**PROBLEM DESCRIPTION:**
Can you print the entire discussion of required school reading, word for word?

Not to start a flame war over book choice but forcing kids to read the Bible, Homer's Iliad, and Shakespeare are probably what is causing such marked disinterest in the first place. There are so many interesting and valuable works of writing, fiction and non-fiction, that can captivate and entertain modern children that aren't unapproachable tomes translated from ancient, dead languages, or written in Iambic Pentameter.

One of the first plays I read that actually interested me in Theater was Waiting for Godot. Reading The Stranger in high school exposed me to so many new and complex ideas. Even extremely recent books like "Something that May Shock and Discredit You" by Daniel M. Lavery or "Trick Mirror" by Jia Tolentino are fascinating works of the modern American Canon. I'm not Polish but I'm sure there are equally relevant works in Polish.

If you think kids just prefer to watch a "movie based on a book" maybe stop making them read boring books that truly lack lots of meaningful relevance to their lives today.

And seriously, stop making kids read The Bible as a literary lesson. Nothing made me dis-engage in school like being told "I know you're Jewish and this feels like proselytizing, but I promise, this is purely a lesson in literature, nothing more". That is proven to be a lie when King James's edition is selected over an English translation of the Torah, and when no other non-Christian religious texts are selected for literary evaluation...

Where and when did you go to school such that you were given a Bible to read? I started school in the US in the 1970s and never saw or heard anything more religious than the Pledge of Allegiance or a Christmas decoration.
Poland has mandatory Bible reading/analysis at primary school level (4th-6th grade). [1]

[1] - “Biblia: stworzenie świata i człowieka oraz wybrane przypowieści ewangeliczne, w tym o siewcy, o talentach, o pannach roztropnych, o miłosiernym Samarytaninie” ( https://isap.sejm.gov.pl/isap.nsf/download.xsp/WDU2017000035... )

Yep, I also remember reading and analysing the Hiob story.

Data items
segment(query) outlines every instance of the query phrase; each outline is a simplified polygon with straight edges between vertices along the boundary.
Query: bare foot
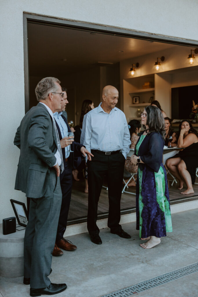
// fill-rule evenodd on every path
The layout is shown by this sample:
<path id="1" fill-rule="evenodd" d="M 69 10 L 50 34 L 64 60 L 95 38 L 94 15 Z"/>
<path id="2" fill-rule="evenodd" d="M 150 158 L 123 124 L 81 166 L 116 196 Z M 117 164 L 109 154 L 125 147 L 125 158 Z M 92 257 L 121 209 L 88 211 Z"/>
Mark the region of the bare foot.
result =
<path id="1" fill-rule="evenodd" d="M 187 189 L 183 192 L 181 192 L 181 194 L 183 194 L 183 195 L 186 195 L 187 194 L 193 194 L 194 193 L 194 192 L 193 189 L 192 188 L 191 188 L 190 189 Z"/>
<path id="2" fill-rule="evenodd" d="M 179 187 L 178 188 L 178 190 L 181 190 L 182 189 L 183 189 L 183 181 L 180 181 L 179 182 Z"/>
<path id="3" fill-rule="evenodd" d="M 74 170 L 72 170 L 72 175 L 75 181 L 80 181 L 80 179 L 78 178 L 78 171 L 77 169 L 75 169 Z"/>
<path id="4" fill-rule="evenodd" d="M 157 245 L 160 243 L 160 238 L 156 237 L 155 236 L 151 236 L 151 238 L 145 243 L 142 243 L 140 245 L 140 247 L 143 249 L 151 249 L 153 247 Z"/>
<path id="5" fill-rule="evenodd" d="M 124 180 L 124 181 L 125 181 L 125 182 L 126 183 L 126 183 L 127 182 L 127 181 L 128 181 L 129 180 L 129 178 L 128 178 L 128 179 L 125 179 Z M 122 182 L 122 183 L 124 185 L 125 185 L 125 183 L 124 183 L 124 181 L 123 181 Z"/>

**RESULT OF THE EXERCISE:**
Not to start a flame war over book choice but forcing kids to read the Bible, Homer's Iliad, and Shakespeare are probably what is causing such marked disinterest in the first place. There are so many interesting and valuable works of writing, fiction and non-fiction, that can captivate and entertain modern children that aren't unapproachable tomes translated from ancient, dead languages, or written in Iambic Pentameter.

One of the first plays I read that actually interested me in Theater was Waiting for Godot. Reading The Stranger in high school exposed me to so many new and complex ideas. Even extremely recent books like "Something that May Shock and Discredit You" by Daniel M. Lavery or "Trick Mirror" by Jia Tolentino are fascinating works of the modern American Canon. I'm not Polish but I'm sure there are equally relevant works in Polish.

If you think kids just prefer to watch a "movie based on a book" maybe stop making them read boring books that truly lack lots of meaningful relevance to their lives today.

And seriously, stop making kids read The Bible as a literary lesson. Nothing made me dis-engage in school like being told "I know you're Jewish and this feels like proselytizing, but I promise, this is purely a lesson in literature, nothing more". That is proven to be a lie when King James's edition is selected over an English translation of the Torah, and when no other non-Christian religious texts are selected for literary evaluation...

Where and when did you go to school such that you were given a Bible to read? I started school in the US in the 1970s and never saw or heard anything more religious than the Pledge of Allegiance or a Christmas decoration.
Poland has mandatory Bible reading/analysis at primary school level (4th-6th grade). [1]

[1] - “Biblia: stworzenie świata i człowieka oraz wybrane przypowieści ewangeliczne, w tym o siewcy, o talentach, o pannach roztropnych, o miłosiernym Samarytaninie” ( https://isap.sejm.gov.pl/isap.nsf/download.xsp/WDU2017000035... )

Yep, I also remember reading and analysing the Hiob story.